**Exercise aim:**
Copy each of the following items word for word.

**Data section:**
start
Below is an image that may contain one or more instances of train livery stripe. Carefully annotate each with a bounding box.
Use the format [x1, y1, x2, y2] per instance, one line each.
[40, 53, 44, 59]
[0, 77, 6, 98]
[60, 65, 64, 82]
end
**Written reply:**
Below is an image that may contain one or more instances of train livery stripe. Carefully annotate each with a bounding box.
Use the format [x1, y1, x2, y2] per instance, one line each.
[40, 53, 44, 59]
[0, 77, 6, 98]
[60, 65, 64, 82]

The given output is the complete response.